**PROBLEM STATEMENT**
The full set of lines below has to be duplicated exactly, with no picture kept.

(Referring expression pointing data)
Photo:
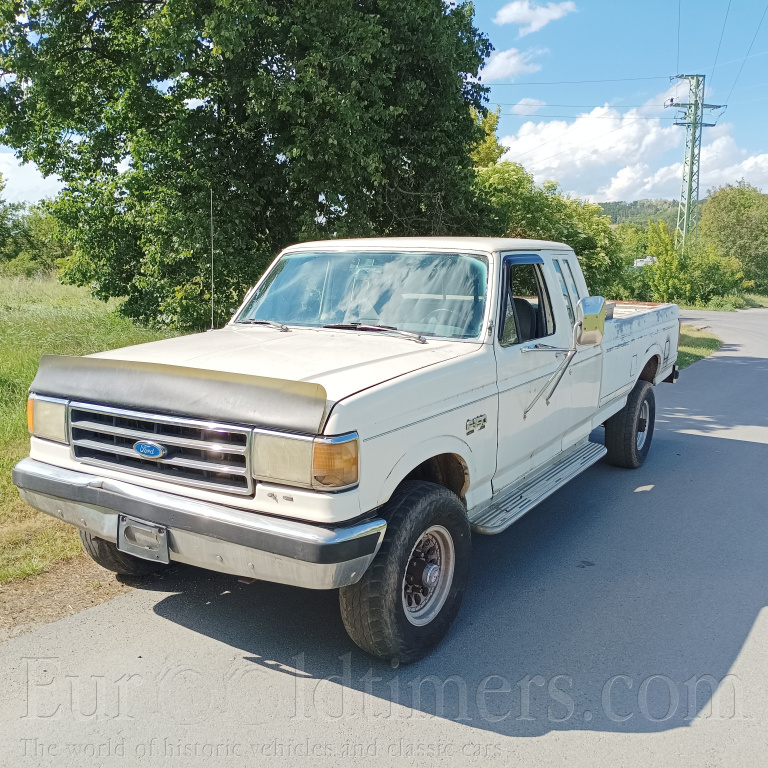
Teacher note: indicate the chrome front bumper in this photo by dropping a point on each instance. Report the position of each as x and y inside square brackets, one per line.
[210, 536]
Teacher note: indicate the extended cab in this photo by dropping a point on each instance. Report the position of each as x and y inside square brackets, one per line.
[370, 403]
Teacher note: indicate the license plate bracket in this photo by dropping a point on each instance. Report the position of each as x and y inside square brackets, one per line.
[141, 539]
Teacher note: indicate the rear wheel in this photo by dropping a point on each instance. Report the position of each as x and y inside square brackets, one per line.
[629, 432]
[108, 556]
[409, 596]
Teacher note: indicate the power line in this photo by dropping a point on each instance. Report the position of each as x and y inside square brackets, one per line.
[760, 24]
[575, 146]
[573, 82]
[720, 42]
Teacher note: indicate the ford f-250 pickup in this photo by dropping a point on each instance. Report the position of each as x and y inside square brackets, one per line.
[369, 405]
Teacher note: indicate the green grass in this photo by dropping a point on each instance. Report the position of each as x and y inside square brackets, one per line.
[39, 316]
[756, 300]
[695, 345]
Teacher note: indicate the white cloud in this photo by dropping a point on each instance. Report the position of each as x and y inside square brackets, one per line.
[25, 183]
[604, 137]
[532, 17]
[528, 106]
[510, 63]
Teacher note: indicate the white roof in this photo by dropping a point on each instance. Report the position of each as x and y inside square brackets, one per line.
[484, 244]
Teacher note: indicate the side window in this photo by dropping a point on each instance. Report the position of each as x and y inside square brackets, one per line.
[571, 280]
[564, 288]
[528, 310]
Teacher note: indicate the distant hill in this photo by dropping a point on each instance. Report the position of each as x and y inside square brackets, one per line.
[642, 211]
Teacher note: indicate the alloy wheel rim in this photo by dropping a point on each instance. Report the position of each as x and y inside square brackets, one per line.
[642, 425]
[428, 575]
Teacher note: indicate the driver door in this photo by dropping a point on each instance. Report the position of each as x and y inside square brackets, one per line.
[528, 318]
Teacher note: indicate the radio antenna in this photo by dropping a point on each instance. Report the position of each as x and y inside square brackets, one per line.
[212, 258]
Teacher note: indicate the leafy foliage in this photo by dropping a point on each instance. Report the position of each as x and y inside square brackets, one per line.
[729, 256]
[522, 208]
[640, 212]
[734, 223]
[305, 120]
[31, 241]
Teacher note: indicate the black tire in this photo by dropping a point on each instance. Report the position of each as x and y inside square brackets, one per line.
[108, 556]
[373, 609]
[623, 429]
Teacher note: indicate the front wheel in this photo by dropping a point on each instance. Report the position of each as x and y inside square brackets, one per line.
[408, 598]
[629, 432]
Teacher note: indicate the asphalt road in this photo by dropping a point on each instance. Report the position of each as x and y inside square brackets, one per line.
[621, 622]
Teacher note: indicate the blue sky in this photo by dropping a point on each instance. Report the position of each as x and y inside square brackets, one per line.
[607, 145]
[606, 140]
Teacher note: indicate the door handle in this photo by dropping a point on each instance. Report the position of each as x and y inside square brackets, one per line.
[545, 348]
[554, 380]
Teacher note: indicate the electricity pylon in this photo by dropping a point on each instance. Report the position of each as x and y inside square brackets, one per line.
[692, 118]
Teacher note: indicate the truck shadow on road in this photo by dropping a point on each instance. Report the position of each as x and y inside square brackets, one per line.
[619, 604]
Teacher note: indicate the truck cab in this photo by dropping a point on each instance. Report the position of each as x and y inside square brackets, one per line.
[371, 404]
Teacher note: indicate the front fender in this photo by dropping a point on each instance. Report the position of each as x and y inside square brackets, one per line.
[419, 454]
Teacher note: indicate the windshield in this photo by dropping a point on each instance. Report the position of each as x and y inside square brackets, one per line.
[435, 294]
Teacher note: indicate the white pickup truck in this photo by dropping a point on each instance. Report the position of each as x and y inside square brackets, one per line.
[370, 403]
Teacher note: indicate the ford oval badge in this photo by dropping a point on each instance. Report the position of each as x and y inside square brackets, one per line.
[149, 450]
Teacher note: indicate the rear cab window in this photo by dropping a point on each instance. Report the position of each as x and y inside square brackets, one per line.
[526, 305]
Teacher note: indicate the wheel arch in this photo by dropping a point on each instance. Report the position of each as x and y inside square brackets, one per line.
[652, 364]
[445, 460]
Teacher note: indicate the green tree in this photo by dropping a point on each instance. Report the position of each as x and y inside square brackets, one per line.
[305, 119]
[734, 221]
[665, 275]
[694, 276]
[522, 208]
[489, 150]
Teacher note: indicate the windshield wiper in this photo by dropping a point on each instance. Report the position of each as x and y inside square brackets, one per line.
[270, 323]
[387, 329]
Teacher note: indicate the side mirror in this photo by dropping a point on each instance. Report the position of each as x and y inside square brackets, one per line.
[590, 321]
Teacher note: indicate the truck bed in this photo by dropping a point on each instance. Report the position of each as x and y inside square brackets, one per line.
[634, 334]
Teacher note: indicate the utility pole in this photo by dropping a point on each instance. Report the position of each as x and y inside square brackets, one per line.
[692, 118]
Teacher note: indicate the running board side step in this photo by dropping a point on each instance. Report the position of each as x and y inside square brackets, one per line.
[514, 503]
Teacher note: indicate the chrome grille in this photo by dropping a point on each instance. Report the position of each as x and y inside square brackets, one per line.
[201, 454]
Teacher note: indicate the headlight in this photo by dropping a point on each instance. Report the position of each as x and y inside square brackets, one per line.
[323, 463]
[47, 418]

**TASK SOLUTION**
Photo:
Teacher note: indicate the chrome front bumper in this photo by dropping a point on each instance. Report the position of each as x and y inside square brackets, one per line.
[210, 536]
Teacher note: indicate the extended cab in this photo by dropping a point on each instance. Report the position of each as x and y inside square brackets, one per line.
[370, 403]
Teacher note: indicate the license plate bracket in this photo by dropping a point on each instance. Report the position of each as x and y inside square brackets, one per line.
[141, 539]
Teacher note: indicate the rear wheel in this photo by dropping a point on each instance. Report the position of each as x and y inside square brackets, one per line.
[629, 432]
[108, 556]
[409, 596]
Teacher note: indicate the power line in this photo by dropping a point on each instance. Report the position of each as x and y inside square brackets, one per line.
[760, 24]
[575, 146]
[573, 82]
[720, 42]
Teacher note: indicate the ford f-250 pickup in this photo by dropping a point on each instance. Report the position of each as x and y inside square brackets, one per line.
[369, 405]
Teacher note: indicate the green grass in this photo by dropping a point on each instance. Report the position of each as x and y inside square brackets, one per line.
[39, 316]
[756, 300]
[695, 345]
Teacher note: indicate the white cloud in this photo by dropping a point on each instance. Report the position of each as x and y inside square brackets, one per line.
[25, 183]
[604, 137]
[532, 17]
[528, 106]
[510, 63]
Teacher note: indicate the white roof in this photo by dropping a point on each instance. Report the position of each as x and y inside square brackets, one per line.
[484, 244]
Teacher note: indicate the side window in this photo by dropping a point on each instance. Report the position of each as x and y inside square brackets, one per line.
[571, 280]
[564, 288]
[528, 310]
Teacher note: indicate the distant hill in this photo by dropping a point on each instance. Report the position of each as x and y inside square brackets, one per line.
[642, 211]
Teacher note: indicate the alloy wheel rim in this photo by dropping a point on each instance. Report the position of each as x and y inside square brackets, one per line.
[642, 425]
[428, 575]
Teacher note: indicate the driver door in this photo by dropping a point on each instance. Report the position of each as x and y inside square brackets, one per line.
[528, 318]
Teacher note: indicate the radio antenna in this photo by dropping a point on each instance. Report the position of each as x and y inside square brackets, one per line.
[212, 258]
Teacher note: indicate the leafy foliage in this photo by dropping a point on each instance. Report the position of each as x and y inside square brackets, one per line.
[729, 256]
[522, 208]
[640, 212]
[734, 223]
[305, 120]
[31, 241]
Teacher note: indicate the black tire in this photo by dropping a point on each instance. Report the position of each as x and y inside square brackets, one per line.
[108, 556]
[373, 609]
[623, 429]
Teacher note: indicate the front wheel in this photo by dropping a point on each instance. Report the position of each as x and y inside square brackets, one per line.
[408, 598]
[629, 432]
Teacher note: indicate the asphalt road in this photo by dropping a point on each instance. Report the position of each as x and y inside square brackets, one per line.
[621, 622]
Teacher note: indicate the blue sky in this photo by dropping a point on each instance. Report the position of each as x and y inside square brackets, one per line.
[607, 145]
[606, 140]
Teacher note: indicate the door handle in this photo by dropping a point on each instance. Report the position of each as x and y inside square brackets, one per line.
[545, 348]
[554, 380]
Teacher note: indicate the electricity pylon in this photo by dropping a point on each instance. Report the position of each as x and y inside square brackets, one per line.
[692, 118]
Teacher note: indicate the truck shadow on road in this photo by dropping a point on each instance. Report the position of each as x and y inside square brackets, one per line.
[619, 604]
Teacher note: indicate the truck cab in this photo by dropping a point on each instance. Report the position of each as x and y inside square brackets, one per line.
[371, 404]
Teacher note: indicate the front fender in this photo by dropping a point on each instance. Report the position of each as x and y inside square brackets, one per line.
[419, 454]
Teacher note: indicate the windshield in this photo by dropping a point on each instance. Report the position of each as x and y inside square brackets, one per line.
[435, 294]
Teacher note: indicate the white pickup truck in this photo by dropping a point on each instance. Report the position of each as x and y inside square brackets, one per line.
[370, 403]
Teacher note: indicate the ford oval badge in this photo by dropping a point on each instance. Report the position of each as x and y inside square brackets, one per line.
[149, 450]
Teacher note: indicate the rear cab window in this photo by dropping a point on each instance. Report the position of each as x and y inside square brackets, one per line.
[526, 305]
Teacher note: indicate the wheel arch in this photo by dropping a point on each instance. Report the position of each as x and y inside square brackets, one per line.
[652, 364]
[445, 460]
Teacher note: indicate the green tree in this photo by dropping a point on each instance. Report the position of each as x and y inside square brackets, one per line.
[305, 119]
[734, 221]
[665, 275]
[694, 276]
[522, 208]
[489, 150]
Teacher note: indicate the windshield wiper in this photo by dropping a point on each instance. Report the position of each as x and y inside square brackets, one per line.
[270, 323]
[387, 329]
Teacher note: indicate the side mirror in this photo by dropping a point on each instance. Report the position of each as x and y inside square brackets, one per line.
[590, 321]
Teacher note: indicate the truck bed in this photo by dropping a point on each instance. Report the position of each as x and y inside square brackets, one per line.
[634, 334]
Teacher note: indicate the utility pole in this photo by dropping a point on each instance. Report the position of each as x and y inside square brackets, one per line.
[692, 118]
Teacher note: indicate the running board side step in this photo by dropping a point on each instance. Report the position of each as x and y inside square brackets, one per line.
[514, 503]
Teacher note: indicate the chrome grille in this photo by dropping a point on each instance. Report the position of each as x and y inside square brackets, one per line.
[201, 454]
Teacher note: indicate the headlight in this photo by dropping a point on each instance. Report the position of each as x and y inside square brackets, one per line.
[323, 463]
[47, 418]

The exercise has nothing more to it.